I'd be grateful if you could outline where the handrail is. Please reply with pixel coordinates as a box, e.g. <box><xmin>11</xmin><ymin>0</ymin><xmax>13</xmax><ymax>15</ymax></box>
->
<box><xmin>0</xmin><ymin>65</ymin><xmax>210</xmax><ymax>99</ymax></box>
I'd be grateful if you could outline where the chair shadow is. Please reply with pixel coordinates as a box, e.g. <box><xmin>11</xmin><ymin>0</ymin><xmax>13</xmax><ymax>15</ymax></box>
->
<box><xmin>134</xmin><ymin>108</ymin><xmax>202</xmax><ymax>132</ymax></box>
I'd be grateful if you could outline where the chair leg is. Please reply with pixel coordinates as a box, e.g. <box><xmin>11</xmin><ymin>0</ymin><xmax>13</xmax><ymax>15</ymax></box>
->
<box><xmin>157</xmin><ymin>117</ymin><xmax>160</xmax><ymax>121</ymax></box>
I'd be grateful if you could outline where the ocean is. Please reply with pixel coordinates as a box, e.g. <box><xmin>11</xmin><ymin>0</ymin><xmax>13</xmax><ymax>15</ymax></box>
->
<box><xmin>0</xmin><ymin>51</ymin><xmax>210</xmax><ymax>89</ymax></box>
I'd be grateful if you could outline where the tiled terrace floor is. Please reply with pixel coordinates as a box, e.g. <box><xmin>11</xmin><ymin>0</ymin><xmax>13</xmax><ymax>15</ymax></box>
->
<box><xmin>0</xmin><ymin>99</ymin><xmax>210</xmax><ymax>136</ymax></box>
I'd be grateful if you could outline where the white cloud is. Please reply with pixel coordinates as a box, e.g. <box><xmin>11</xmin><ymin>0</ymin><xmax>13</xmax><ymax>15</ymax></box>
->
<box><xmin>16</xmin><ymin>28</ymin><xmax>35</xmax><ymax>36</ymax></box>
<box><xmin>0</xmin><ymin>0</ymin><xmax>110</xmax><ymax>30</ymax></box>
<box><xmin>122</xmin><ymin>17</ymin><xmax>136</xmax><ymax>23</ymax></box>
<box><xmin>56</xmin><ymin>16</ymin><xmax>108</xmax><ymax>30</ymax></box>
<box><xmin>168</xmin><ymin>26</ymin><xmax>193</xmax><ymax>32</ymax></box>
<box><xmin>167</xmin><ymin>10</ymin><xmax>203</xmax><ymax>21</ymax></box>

§ §

**GIVEN EXERCISE**
Convert every line of the listing above into a Markdown table with two columns, Row and Listing line. Number the rows in order and skip any blank lines.

**EXERCISE RESPONSE**
| Row | Listing line |
|---|---|
| 1 | I'd be grateful if you could outline where the handrail is. Please reply with pixel coordinates as a box, e.g. <box><xmin>11</xmin><ymin>0</ymin><xmax>13</xmax><ymax>15</ymax></box> |
| 2 | -> |
| 3 | <box><xmin>0</xmin><ymin>65</ymin><xmax>210</xmax><ymax>99</ymax></box> |
| 4 | I'd be grateful if you could outline where the chair shadow is. Please reply with pixel coordinates as a box, e.g. <box><xmin>11</xmin><ymin>0</ymin><xmax>13</xmax><ymax>15</ymax></box> |
| 5 | -> |
| 6 | <box><xmin>134</xmin><ymin>108</ymin><xmax>202</xmax><ymax>132</ymax></box> |
| 7 | I'd be grateful if you could outline where the chair leg is. Please reply with pixel coordinates as a box, e.g. <box><xmin>11</xmin><ymin>0</ymin><xmax>13</xmax><ymax>15</ymax></box> |
| 8 | -> |
| 9 | <box><xmin>157</xmin><ymin>117</ymin><xmax>160</xmax><ymax>121</ymax></box> |
| 10 | I'd be grateful if you could outline where the ocean is. Please reply with pixel coordinates as a box, e.g. <box><xmin>11</xmin><ymin>0</ymin><xmax>13</xmax><ymax>15</ymax></box> |
| 11 | -> |
| 12 | <box><xmin>0</xmin><ymin>51</ymin><xmax>210</xmax><ymax>89</ymax></box> |
| 13 | I'd be grateful if you could outline where the tiled terrace floor is. Please reply with pixel coordinates as a box, e.g. <box><xmin>11</xmin><ymin>0</ymin><xmax>13</xmax><ymax>15</ymax></box> |
| 14 | -> |
| 15 | <box><xmin>0</xmin><ymin>99</ymin><xmax>210</xmax><ymax>136</ymax></box> |
| 16 | I'd be grateful if you could outline where the white cloud is. Please reply with pixel coordinates as a box, e.g. <box><xmin>11</xmin><ymin>0</ymin><xmax>13</xmax><ymax>15</ymax></box> |
| 17 | -> |
| 18 | <box><xmin>16</xmin><ymin>28</ymin><xmax>35</xmax><ymax>36</ymax></box> |
| 19 | <box><xmin>0</xmin><ymin>0</ymin><xmax>110</xmax><ymax>30</ymax></box> |
| 20 | <box><xmin>122</xmin><ymin>17</ymin><xmax>136</xmax><ymax>23</ymax></box> |
| 21 | <box><xmin>56</xmin><ymin>16</ymin><xmax>108</xmax><ymax>30</ymax></box> |
| 22 | <box><xmin>168</xmin><ymin>26</ymin><xmax>193</xmax><ymax>32</ymax></box> |
| 23 | <box><xmin>167</xmin><ymin>10</ymin><xmax>203</xmax><ymax>21</ymax></box> |